-- TO BE DONE --
Return the lines beginning at the one that contains "of the tree" and continuing to the end of the entries, including both ends, exactly as written and nothing else.
## START
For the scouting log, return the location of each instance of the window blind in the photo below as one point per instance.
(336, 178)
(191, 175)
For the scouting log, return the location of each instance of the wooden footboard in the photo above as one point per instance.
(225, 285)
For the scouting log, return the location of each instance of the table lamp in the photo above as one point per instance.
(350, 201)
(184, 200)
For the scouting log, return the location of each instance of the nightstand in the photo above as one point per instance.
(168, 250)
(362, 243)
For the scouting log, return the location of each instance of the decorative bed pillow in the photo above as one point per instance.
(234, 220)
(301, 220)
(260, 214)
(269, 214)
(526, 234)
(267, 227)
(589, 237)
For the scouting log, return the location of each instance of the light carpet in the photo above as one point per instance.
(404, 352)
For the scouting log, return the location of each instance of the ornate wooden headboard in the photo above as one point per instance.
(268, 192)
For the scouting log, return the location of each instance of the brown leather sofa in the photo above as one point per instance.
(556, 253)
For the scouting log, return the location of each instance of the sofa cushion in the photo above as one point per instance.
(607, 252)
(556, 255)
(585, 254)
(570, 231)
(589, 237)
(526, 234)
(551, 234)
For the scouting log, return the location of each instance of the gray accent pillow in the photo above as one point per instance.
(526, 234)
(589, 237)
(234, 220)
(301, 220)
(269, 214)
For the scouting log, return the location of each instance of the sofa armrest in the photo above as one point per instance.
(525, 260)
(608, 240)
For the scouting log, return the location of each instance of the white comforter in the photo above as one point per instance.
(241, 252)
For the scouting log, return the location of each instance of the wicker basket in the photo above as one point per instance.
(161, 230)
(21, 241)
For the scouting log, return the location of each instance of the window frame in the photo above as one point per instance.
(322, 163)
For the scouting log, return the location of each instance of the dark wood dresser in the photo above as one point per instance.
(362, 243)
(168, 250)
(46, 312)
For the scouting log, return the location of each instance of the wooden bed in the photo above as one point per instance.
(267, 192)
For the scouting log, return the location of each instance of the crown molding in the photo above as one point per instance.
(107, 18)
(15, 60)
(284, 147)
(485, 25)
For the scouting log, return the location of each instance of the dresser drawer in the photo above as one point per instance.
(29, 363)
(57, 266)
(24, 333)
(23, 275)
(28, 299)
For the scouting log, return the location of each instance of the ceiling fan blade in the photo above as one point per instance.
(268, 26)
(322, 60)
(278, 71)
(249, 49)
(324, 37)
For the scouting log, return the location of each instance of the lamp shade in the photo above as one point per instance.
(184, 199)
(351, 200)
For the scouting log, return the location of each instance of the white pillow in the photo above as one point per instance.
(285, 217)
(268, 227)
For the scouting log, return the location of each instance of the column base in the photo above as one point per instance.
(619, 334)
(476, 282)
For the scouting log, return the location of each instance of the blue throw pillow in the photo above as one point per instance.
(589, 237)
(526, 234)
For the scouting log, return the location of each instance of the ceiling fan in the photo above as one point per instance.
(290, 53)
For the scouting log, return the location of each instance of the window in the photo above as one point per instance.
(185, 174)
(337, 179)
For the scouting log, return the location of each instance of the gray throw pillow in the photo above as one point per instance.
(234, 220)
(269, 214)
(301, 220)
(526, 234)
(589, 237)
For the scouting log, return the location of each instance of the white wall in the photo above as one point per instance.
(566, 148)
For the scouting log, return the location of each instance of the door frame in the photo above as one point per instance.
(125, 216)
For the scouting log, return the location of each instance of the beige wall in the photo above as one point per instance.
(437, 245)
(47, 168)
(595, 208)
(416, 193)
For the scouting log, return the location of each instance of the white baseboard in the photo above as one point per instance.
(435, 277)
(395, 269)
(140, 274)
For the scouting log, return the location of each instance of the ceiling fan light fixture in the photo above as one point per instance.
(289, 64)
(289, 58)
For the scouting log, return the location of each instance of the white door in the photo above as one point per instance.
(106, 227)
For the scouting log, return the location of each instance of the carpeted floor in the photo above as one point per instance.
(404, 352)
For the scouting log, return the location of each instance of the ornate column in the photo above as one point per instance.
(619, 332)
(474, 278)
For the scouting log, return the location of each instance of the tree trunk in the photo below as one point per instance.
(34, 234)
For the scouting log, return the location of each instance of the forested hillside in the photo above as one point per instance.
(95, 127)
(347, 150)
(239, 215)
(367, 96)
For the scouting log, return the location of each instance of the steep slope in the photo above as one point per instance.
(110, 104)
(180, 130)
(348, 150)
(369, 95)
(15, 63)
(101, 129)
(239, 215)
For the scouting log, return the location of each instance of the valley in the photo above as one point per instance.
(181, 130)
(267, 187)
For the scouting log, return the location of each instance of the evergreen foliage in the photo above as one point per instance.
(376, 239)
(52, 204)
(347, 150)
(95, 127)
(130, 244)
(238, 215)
## END
-- CORRECT ANSWER --
For the scouting log, return the location of each instance of the tree trunk in the photo below as one point per instance.
(34, 234)
For the scouting log, return the location of each instance of the forested hillside in the photo above as one point per instance.
(95, 127)
(347, 150)
(239, 215)
(367, 96)
For the scouting log, return the location of each instance of the steep slope in the photo above as one point per instance.
(110, 104)
(180, 130)
(348, 150)
(369, 95)
(15, 63)
(101, 129)
(239, 215)
For the scouting log, return the location of each instance of the valley in the photo above as one point per instance.
(181, 130)
(267, 187)
For the scouting log, return the location of each instance of the evergreen foliage in the photo above as one point per instance.
(376, 239)
(52, 204)
(347, 150)
(95, 127)
(130, 244)
(238, 215)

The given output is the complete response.